-- start Data supplied --
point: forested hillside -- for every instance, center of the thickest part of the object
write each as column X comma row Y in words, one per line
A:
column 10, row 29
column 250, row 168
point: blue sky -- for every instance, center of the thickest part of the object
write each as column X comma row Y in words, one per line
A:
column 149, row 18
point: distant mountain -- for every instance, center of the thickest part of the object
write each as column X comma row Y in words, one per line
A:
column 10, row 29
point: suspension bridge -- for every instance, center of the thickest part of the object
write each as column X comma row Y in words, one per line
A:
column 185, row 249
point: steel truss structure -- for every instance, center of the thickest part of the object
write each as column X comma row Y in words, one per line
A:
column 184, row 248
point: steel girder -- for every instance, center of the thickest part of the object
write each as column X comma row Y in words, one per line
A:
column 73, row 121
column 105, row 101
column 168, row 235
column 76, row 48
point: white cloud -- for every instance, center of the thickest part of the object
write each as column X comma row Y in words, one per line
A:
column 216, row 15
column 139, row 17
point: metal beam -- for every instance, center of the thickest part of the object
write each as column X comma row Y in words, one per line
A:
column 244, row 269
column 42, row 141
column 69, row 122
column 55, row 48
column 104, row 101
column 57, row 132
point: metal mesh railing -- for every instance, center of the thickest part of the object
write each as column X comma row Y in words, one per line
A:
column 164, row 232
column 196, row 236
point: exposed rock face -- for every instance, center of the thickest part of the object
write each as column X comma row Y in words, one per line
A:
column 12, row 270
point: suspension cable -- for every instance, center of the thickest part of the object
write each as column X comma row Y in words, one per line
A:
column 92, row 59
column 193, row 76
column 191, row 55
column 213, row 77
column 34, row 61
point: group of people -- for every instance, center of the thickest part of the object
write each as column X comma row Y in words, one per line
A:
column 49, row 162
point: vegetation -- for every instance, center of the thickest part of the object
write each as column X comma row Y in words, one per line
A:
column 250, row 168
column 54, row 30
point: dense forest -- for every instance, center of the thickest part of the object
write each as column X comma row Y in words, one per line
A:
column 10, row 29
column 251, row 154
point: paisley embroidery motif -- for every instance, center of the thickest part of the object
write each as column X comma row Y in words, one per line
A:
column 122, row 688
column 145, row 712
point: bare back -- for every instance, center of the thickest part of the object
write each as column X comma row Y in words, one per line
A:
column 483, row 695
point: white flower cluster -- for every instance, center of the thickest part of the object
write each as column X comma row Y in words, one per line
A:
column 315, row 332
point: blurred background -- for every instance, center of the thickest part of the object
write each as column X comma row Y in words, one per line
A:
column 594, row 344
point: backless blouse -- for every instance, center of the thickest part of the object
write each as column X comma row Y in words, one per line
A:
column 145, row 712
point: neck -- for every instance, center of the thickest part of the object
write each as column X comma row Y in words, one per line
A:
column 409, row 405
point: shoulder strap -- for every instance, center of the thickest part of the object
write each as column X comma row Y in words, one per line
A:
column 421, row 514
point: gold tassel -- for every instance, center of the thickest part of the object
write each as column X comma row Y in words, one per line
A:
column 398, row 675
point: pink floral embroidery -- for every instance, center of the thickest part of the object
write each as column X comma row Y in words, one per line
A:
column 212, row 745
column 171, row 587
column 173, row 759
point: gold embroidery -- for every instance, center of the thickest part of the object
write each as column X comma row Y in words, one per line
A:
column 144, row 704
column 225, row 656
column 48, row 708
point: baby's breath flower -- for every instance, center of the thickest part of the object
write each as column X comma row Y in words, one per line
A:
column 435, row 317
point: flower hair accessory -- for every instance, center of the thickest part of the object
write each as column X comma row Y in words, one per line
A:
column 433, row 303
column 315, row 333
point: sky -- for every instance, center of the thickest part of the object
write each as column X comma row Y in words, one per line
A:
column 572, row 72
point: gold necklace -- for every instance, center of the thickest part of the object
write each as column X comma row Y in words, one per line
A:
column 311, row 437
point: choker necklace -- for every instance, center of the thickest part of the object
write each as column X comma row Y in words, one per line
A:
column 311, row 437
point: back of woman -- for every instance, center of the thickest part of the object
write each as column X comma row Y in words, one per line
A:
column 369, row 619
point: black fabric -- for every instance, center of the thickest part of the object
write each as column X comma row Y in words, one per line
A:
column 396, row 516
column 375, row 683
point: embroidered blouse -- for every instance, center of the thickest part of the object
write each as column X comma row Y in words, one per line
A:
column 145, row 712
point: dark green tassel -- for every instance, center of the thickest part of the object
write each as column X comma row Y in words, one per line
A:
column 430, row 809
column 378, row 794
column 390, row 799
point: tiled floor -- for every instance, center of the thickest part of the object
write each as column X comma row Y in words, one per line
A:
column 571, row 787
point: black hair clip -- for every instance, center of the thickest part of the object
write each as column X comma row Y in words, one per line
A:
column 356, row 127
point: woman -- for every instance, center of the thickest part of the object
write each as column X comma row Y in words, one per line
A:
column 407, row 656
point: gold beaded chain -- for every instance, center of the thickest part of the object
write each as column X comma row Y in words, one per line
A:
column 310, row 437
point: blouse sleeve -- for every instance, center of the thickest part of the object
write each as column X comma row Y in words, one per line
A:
-- end Data supplied --
• Stated task:
Retype the listing above line for line, with no changes.

• Response:
point: forested hillside -- for every instance, center of the thickest part of the object
write each as column X comma row Y in words, one per line
A:
column 10, row 29
column 250, row 168
point: blue sky -- for every instance, center of the thickest part of the object
write each as column X comma row Y in words, one per line
A:
column 149, row 18
point: distant mountain -- for every instance, center of the thickest part of the object
write each as column X comma row Y in words, one per line
A:
column 10, row 29
point: suspension bridge -- for every instance, center of the thickest part of the object
write each as column X comma row Y in words, one per line
A:
column 185, row 249
point: steel truss structure -- for every instance, center of the thickest part of the object
write each as column X comma row Y in words, one per line
A:
column 184, row 248
point: steel girder -- for every instance, center of the thickest part of the object
write each as column X comma row Y in words, one per line
A:
column 73, row 121
column 105, row 101
column 168, row 235
column 76, row 48
point: white cloud -- for every instance, center of the thickest part of the object
write each as column X comma row Y in words, one per line
A:
column 216, row 15
column 139, row 17
point: metal beam -- for every instance, center of the thickest part of the object
write each as column X comma row Y in words, one per line
A:
column 244, row 269
column 42, row 141
column 69, row 122
column 55, row 48
column 104, row 101
column 57, row 132
point: metal mesh railing -- for every instance, center of the thickest part of the object
write each as column X comma row Y in words, one per line
A:
column 164, row 232
column 196, row 236
point: exposed rock face -- for every instance, center of the thickest part of the object
write each as column X comma row Y in words, one per line
A:
column 12, row 270
point: suspension cable -- for every instance, center of the thickest part of the object
write each as column X comma row Y in words, one per line
A:
column 92, row 59
column 193, row 76
column 191, row 55
column 213, row 77
column 34, row 61
point: group of people -- for every instance, center of the thickest part of the object
write each as column X comma row Y in words, one per line
A:
column 49, row 162
point: vegetation -- for every instance, center of the thickest part of the object
write each as column X comma row Y in words, one per line
A:
column 250, row 168
column 54, row 30
point: dense forest -- for every instance, center of the thickest part of the object
write each as column X comma row Y in words, one per line
A:
column 10, row 29
column 251, row 154
point: paisley embroidery motif -- for every instance, center of the thickest part of the object
write each as column X comma row Y in words, one per line
A:
column 122, row 688
column 145, row 712
point: bare back -- for every instance, center of the thickest part of the object
write each as column X comma row Y in words, one per line
A:
column 483, row 695
point: white flower cluster -- for every instance, center of the thickest part of the object
write each as column X comma row Y in words, one per line
A:
column 315, row 332
point: blurred background -- for every instance, center of the thickest part of the object
write each as column X comma row Y in words, one per line
A:
column 594, row 344
point: backless blouse -- for every instance, center of the thickest part of the object
write each as column X comma row Y in words, one per line
A:
column 145, row 712
point: neck -- for every instance, center of the thickest part of the object
write each as column X comma row Y in words, one per line
A:
column 409, row 405
point: shoulder strap -- for every instance, center of the thickest part of the object
write each as column X comma row Y in words, one per line
A:
column 421, row 514
point: gold tassel -- for every instance, center of the thickest part of the object
write each as column X comma row Y in words, one per line
A:
column 398, row 675
point: pink floral embroidery -- for every instance, center of the thickest part of the object
write each as column X comma row Y in words, one per line
A:
column 212, row 745
column 171, row 587
column 173, row 759
point: gold embroidery -- for every instance, center of the thickest part of the object
write each as column X comma row Y in words, one per line
A:
column 144, row 704
column 225, row 656
column 48, row 708
point: baby's breath flower -- for every instance, center of the thickest part of the object
write each as column X comma row Y in words, one per line
A:
column 435, row 317
point: flower hair accessory -- for every instance, center of the thickest part of the object
write each as column X comma row Y in words, one per line
A:
column 433, row 303
column 315, row 333
point: sky -- for every instance, center of the thickest part of the object
write each as column X comma row Y in words, one per line
A:
column 572, row 72
point: gold necklace -- for every instance, center of the thickest part of the object
write each as column X comma row Y in words, one per line
A:
column 311, row 437
point: choker necklace -- for every instance, center of the thickest part of the object
write each as column X comma row Y in words, one per line
A:
column 311, row 437
point: back of woman -- for every instance, center of the thickest part of the object
write each as column X comma row Y in words, one per line
A:
column 369, row 619
point: black fabric -- for every instance, center of the thickest part of the object
write each as column X comma row Y in words, one per line
A:
column 396, row 516
column 375, row 683
point: embroidered blouse -- for every instance, center of the thickest part of the object
write each as column X comma row Y in words, one per line
A:
column 145, row 712
point: dark green tassel -- for every instance, center of the thickest part of the object
write each as column X comma row Y in words, one per line
A:
column 430, row 809
column 378, row 794
column 390, row 799
point: tiled floor -- for every instance, center of the thickest part of the object
write each as column X comma row Y in words, one per line
A:
column 571, row 787
point: black hair clip -- for every instance, center of the thickest part of the object
write each as column X comma row Y in words, one per line
A:
column 356, row 127
point: woman -- for every instance, center of the thickest part of the object
write each as column X comma row Y in words, one per line
A:
column 407, row 656
point: gold beaded chain -- for every instance, center of the thickest part of the object
write each as column X comma row Y in words, one per line
A:
column 310, row 437
point: blouse sleeve -- for every instance, center of the thickest part of the object
write each as column X comma row Y in words, one per line
A:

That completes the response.